- _Exercise details_
Below are some lines of data. Return all of them as they are.

============================================================

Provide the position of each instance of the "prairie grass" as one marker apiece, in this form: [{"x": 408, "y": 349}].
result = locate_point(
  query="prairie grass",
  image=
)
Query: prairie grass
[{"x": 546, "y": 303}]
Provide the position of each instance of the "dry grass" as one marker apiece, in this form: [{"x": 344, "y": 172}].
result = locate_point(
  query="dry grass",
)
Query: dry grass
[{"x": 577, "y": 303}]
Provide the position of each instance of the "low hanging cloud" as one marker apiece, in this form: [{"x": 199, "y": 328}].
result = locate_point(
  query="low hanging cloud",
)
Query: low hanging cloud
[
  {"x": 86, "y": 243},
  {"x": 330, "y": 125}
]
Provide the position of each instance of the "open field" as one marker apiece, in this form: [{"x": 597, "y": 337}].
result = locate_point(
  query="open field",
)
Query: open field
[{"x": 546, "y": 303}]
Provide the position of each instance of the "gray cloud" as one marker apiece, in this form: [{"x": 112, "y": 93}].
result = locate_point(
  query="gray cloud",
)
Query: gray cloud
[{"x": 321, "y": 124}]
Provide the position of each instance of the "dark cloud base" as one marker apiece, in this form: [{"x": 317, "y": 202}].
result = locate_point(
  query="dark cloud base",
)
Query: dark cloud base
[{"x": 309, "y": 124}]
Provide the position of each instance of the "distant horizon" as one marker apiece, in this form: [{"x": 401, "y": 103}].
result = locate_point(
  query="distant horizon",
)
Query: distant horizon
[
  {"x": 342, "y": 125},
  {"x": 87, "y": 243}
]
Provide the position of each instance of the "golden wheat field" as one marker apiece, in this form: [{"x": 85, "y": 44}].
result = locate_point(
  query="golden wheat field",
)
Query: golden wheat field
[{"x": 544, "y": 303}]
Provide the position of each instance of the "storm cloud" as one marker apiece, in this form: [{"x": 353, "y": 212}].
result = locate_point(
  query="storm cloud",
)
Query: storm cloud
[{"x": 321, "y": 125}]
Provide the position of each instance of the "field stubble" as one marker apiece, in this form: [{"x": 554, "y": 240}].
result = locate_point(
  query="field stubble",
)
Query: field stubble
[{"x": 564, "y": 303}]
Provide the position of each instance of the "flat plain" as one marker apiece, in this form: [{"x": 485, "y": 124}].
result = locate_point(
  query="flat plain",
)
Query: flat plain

============================================================

- _Answer for this exercise_
Provide the position of each instance of the "prairie grass" as one marker apiece, in this form: [{"x": 408, "y": 349}].
result = locate_point(
  query="prairie grass",
  image=
)
Query: prairie grass
[{"x": 546, "y": 303}]
Provide the position of each instance of the "dry grass" as one marker apiece, in this form: [{"x": 344, "y": 172}].
result = locate_point(
  query="dry grass",
)
Query: dry grass
[{"x": 577, "y": 303}]
Provide the position of each instance of the "low hanging cloud" as one marker apiece, in this form: [{"x": 199, "y": 328}].
result = locate_point(
  query="low hanging cloud",
)
Query: low hanging cloud
[
  {"x": 86, "y": 243},
  {"x": 330, "y": 125}
]
Provide the position of each instance of the "open field" as one marker apiece, in this form: [{"x": 597, "y": 337}].
result = locate_point(
  query="open field",
)
Query: open field
[{"x": 546, "y": 303}]
Provide the position of each instance of the "gray cloud" as one marker apiece, in this form: [{"x": 112, "y": 93}].
result = locate_point(
  query="gray cloud",
)
Query: gray cloud
[{"x": 321, "y": 124}]
Provide the position of each instance of the "dark cloud base" as one marker apiece, in this form: [{"x": 317, "y": 202}].
result = locate_point(
  query="dark cloud base",
)
Query: dark cloud base
[{"x": 309, "y": 124}]
Provide the position of each instance of the "distant horizon" as one marker apiece, in this form: [{"x": 401, "y": 103}].
result = locate_point(
  query="distant horizon",
)
Query: distant horizon
[
  {"x": 342, "y": 125},
  {"x": 87, "y": 243}
]
Provide the position of each instance of the "golden wheat field" as one marker apiece, in this form: [{"x": 85, "y": 44}].
result = locate_point(
  query="golden wheat field",
)
Query: golden wheat field
[{"x": 544, "y": 303}]
Provide the position of each instance of the "storm cloud" as one marker apiece, in this form: [{"x": 353, "y": 212}].
result = locate_point(
  query="storm cloud",
)
Query: storm cloud
[{"x": 321, "y": 125}]
Provide the position of each instance of the "field stubble" as one marker apiece, in this form: [{"x": 554, "y": 240}].
result = locate_point(
  query="field stubble",
)
Query: field stubble
[{"x": 564, "y": 303}]
Provide the position of each instance of the "flat plain" as one marker apiece, in this form: [{"x": 485, "y": 124}].
result = locate_point(
  query="flat plain",
)
Query: flat plain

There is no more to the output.